INFORMATION:
..............................

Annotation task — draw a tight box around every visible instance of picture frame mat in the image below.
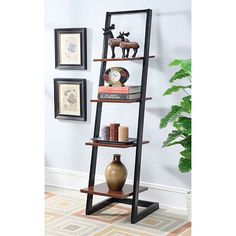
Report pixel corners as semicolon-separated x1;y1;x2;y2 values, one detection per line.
59;33;82;65
58;83;81;116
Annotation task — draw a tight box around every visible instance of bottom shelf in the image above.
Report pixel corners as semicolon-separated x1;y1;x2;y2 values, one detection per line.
80;183;148;199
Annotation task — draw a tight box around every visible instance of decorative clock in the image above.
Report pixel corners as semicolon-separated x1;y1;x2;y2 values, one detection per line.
103;67;130;86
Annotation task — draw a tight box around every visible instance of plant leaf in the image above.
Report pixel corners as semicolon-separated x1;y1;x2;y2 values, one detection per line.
163;85;191;96
169;59;183;66
162;130;182;147
180;149;191;159
169;59;191;74
181;62;191;74
162;140;182;147
162;134;191;148
180;135;191;150
166;135;191;149
169;69;190;83
173;117;191;135
178;157;191;173
181;96;191;113
159;106;183;128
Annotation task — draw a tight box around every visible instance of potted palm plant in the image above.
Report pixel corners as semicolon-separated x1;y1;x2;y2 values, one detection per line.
159;59;191;220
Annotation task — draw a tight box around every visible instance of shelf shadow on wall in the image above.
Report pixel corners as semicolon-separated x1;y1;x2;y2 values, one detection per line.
146;107;169;119
85;79;93;124
152;9;191;71
86;28;93;72
45;87;53;101
156;9;191;17
164;165;191;188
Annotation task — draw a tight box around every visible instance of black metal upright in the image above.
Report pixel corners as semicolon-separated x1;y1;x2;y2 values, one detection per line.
84;9;159;223
86;12;111;214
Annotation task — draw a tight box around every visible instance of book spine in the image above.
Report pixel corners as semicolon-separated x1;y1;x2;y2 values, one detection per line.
98;86;141;94
98;93;139;100
98;87;129;94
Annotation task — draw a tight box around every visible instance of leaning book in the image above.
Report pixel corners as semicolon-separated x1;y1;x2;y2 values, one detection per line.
98;93;141;100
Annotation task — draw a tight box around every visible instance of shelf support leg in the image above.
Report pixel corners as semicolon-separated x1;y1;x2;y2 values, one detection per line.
131;9;159;224
86;197;115;215
86;146;99;214
85;12;111;215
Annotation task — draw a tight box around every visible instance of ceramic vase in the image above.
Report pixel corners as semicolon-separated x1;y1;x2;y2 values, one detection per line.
105;154;127;191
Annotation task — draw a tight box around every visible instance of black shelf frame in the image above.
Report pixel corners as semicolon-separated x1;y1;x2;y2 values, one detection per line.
82;9;159;224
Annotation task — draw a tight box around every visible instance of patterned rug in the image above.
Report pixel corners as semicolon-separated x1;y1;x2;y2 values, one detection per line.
45;192;191;236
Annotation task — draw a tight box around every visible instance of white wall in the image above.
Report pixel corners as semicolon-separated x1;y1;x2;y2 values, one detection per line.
45;0;191;190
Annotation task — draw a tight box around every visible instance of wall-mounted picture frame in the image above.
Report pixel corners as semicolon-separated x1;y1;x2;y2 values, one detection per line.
54;79;87;121
54;28;87;70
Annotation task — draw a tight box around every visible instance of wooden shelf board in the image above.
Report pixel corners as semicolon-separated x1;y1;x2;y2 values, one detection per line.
93;56;155;62
80;183;148;199
85;140;149;148
90;97;152;103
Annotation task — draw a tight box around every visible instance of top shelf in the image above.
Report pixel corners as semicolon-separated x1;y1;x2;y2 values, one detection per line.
93;56;156;62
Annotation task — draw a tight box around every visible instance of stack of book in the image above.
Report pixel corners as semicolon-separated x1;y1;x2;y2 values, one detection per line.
98;86;141;100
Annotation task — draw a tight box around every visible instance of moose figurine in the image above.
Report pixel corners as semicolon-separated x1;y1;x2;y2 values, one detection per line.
102;24;140;58
117;31;140;58
102;24;120;58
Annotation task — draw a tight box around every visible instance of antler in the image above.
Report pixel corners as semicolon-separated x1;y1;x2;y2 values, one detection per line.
119;31;130;37
105;24;115;31
124;32;130;37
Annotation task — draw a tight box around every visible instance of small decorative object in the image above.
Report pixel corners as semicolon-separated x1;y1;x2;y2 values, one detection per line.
118;126;129;142
54;28;87;70
103;67;130;87
105;154;127;191
103;24;139;58
54;78;87;121
117;31;140;58
101;125;110;140
110;123;120;141
102;24;122;58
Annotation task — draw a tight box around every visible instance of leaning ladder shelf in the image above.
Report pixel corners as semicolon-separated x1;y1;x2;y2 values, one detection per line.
80;9;159;224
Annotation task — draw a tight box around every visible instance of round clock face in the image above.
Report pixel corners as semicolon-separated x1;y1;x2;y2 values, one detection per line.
103;67;130;86
109;69;121;83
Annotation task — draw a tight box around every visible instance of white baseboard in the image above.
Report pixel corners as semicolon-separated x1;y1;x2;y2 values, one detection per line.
45;167;189;211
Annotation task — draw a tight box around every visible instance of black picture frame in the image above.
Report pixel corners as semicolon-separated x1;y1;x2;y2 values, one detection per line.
54;79;87;121
54;28;87;70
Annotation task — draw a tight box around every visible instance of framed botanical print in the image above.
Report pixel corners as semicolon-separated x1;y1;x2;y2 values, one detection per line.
54;28;87;70
54;79;87;121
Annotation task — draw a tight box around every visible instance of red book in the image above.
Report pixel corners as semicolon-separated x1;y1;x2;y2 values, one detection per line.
98;86;141;94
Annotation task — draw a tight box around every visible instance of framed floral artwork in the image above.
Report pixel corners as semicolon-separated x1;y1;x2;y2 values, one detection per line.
54;28;87;70
54;79;87;121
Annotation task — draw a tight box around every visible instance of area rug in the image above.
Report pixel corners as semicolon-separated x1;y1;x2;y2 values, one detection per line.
45;192;191;236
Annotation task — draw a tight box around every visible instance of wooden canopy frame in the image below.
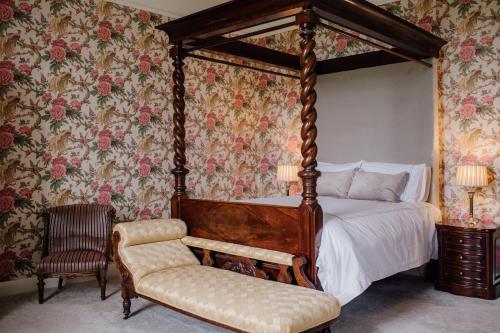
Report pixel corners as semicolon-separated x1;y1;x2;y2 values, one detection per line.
157;0;447;288
158;0;446;76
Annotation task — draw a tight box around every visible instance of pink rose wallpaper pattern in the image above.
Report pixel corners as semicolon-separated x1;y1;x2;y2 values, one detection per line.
0;0;302;281
0;0;498;282
382;0;498;223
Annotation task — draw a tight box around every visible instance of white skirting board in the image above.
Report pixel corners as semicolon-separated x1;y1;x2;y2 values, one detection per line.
0;263;119;298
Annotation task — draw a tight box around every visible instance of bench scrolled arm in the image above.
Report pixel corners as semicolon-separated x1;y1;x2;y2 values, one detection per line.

..............................

Restate each entry word for word; pictures stay out of the copy.

Annotation task — draw a tight box around every visible instance of picture frame mat in the image below.
Report pixel corners as semicolon-separated x1;y1;x2;y2 values, one detection per line.
59;33;82;65
58;83;81;116
Annotation task — draw a tight box around every visible instance of bottom shelf in the image above.
Report pixel corners as semicolon-separated x1;y1;x2;y2 values, one detection per line.
80;183;148;199
Annotation task — draw a tight box around every visible instance of decorative clock in the image above.
Report pixel corners as semicolon-separated x1;y1;x2;y2 values, one detection per line.
103;67;130;86
Annotation task — draw a tight box around every visible instance of plant leaf in the image above.
Report pixel corners as semicolon-separated x1;y1;x2;y2 values, one detection per line.
163;85;191;96
169;59;183;66
162;130;182;147
180;149;191;159
169;59;191;74
181;62;191;74
162;140;182;147
162;134;191;148
180;135;191;150
166;135;191;149
169;69;190;83
173;117;191;135
178;157;191;173
181;96;191;113
159;106;183;128
Annotation task — draw a tight box around every visible instance of potted palm plant in the image above.
Report pixel corners as semicolon-separated x1;y1;x2;y2 values, one detection per line.
159;59;191;220
Annotation task — draw a tight box around every visible instance of shelf shadow on wall in the image above.
Report pixel corners as semicolon-separated x1;y1;x2;y2 values, one detection per line.
146;107;169;119
85;79;93;124
152;9;191;71
86;28;93;72
45;87;53;101
156;9;191;17
164;165;191;188
Annotation task — draw a tight box around every visible instance of black metal upright in the image above.
Report pixel corners as semicolon-separated x1;y1;x2;y2 values, one detection per line.
84;9;159;223
86;12;111;214
Annotation task — draw a tight box around every visible instance of book spine in the image above.
Report pixel corners as semicolon-separated x1;y1;x2;y2 values, one detection per line.
98;86;141;94
98;93;139;100
98;87;129;94
Annotation task — draw a tight box around every visible instance of leaning book in the image above.
Report pixel corners as semicolon-separated x1;y1;x2;y2 values, one detection per line.
98;93;141;100
Annotation task — draw a tight box around every visible instance of shelf support leg in the image above.
Report pixel corners as semicolon-separated x1;y1;x2;y2 values, one detection per line.
131;9;159;224
86;197;115;215
86;146;99;214
85;12;111;215
Annotation task — draw a tight box around every visible instance of ceramic vase in the image above.
Report pixel corners as semicolon-separated x1;y1;x2;y2 values, one detection per line.
105;154;127;191
Annotation task — draw a tight box around every visible instance of black shelf frame in the image above.
Report pixel corners as semicolon-separated x1;y1;x2;y2 values, one detection per line.
82;9;159;224
Annotation task — draw a tight box around every visible instance of patterned rug in the image above.
Report pixel corners as semicolon-separated x1;y1;x2;y2 values, one detection per line.
45;192;191;236
Annotation task — draw a tight box around every visible instance of white wall in the image above.
Report pixel corners as semicolon-separated x1;y1;x2;y2 values, one detection per line.
45;0;191;190
Annotation task — draw a tight box around every visible instance of wall-mounted picture frame in the image above.
Report pixel corners as semicolon-separated x1;y1;x2;y2 values, one detection per line.
54;79;87;121
54;28;87;70
Annotation task — draw a tight box around every visible instance of wooden shelf board in the image above.
Report pixel corners as semicolon-separated x1;y1;x2;y2 values, one detection per line.
93;56;155;62
80;183;148;199
85;140;149;148
90;97;152;103
Annotation task — draw a tight box around every visible instance of top shelf in the image above.
Report pixel corners as semicolon-separated x1;y1;x2;y2 values, one detection per line.
93;56;156;62
Annotation task — draw a tight box around every visible instance of stack of book in the image above.
Report pixel corners as semicolon-separated x1;y1;x2;y2 values, one detection per line.
98;86;141;100
Annotation task — draw a tight box around every visible instance of moose figurine in the image above.
Report pixel corners as semicolon-separated x1;y1;x2;y2 values, one detection per line.
102;24;140;58
117;31;140;58
102;24;120;58
Annotation task — draw a tight box around every visible instance of antler in the image above.
Report pixel corners as semicolon-separated x1;y1;x2;y2 values, one detection per line.
119;31;130;37
105;24;115;31
124;32;130;37
Annotation task — draw a tight box around every visible instance of small decorative object in the image above.
Report pixel corners as semicolon-separated x1;y1;x2;y2 values, one detection per line.
118;126;129;142
54;28;87;70
103;67;130;87
105;154;127;191
103;24;139;58
54;78;87;121
117;31;140;58
101;125;110;140
110;123;120;141
102;24;122;58
Annotation task — draw a tight box around every visible instance of leaning ladder shelf in the image above.
Report pixel corners as semicolon-separated x1;y1;x2;y2 values, one detection per line.
80;9;159;224
Annotation task — draw a tight box around every visible instance of round clock face in the image above.
Report pixel corners as semicolon-separated x1;y1;x2;y2 values, one detection per line.
103;67;130;86
109;69;121;83
Annotation task — draw a tight box around every visible instance of white baseboard in the image above.
Report pixel corners as semicolon-separated x1;y1;x2;y2 values, one detection per line.
45;167;189;211
Annotation task — draw a tight box around every visible instance of black picture frame in the image above.
Report pixel corners as semicolon-separated x1;y1;x2;y2 values, one detection per line.
54;79;87;121
54;28;87;70
Annotation task — draw a tight box around every visible instance of framed botanical print in the image above.
Report pixel corners as semicolon-separated x1;y1;x2;y2 values, one detection per line.
54;28;87;70
54;79;87;121
Annotation task — draw a tight box around every visible instance of red book in the image above.
Report pixel corners as semicolon-separated x1;y1;x2;y2 values, one detection per line.
98;86;141;94
Annotation task — draw a tight box around every visible instance of framed floral artwork in the image above.
Report pixel corners as semicolon-separated x1;y1;x2;y2 values, one detection per line.
54;28;87;70
54;79;87;121
Annotation task — draw a tight box around every visible instance of area rug in the image above.
Report pixel corners as semicolon-separated x1;y1;x2;y2 values, one detection per line.
45;192;191;236
Annotation task — draw a tight box around every visible instance of wooden canopy frame in the image below.
Report pixel corners as semicolon-separated x1;y1;x2;y2 values, one detection per line.
157;0;447;288
158;0;446;76
Annotation task — draw a tight box around every visible instance of pink rose wallpaper pattern in the image above.
Report pixel corners as semicolon-separated x1;y1;x2;y2 values, one detection per line.
0;0;302;281
0;0;498;282
382;0;498;223
Annotation task — draw a tight box around every visible instance of white skirting board in the image above.
Report pixel corners as semicolon-separated x1;y1;x2;y2 values, one detection per line.
0;263;119;298
Annotation task — draw a tight box around every visible instance of bench scrolled arm in the image above.
Report pixel corners as semicolon-separated x1;y1;x2;y2 values, one detection per line.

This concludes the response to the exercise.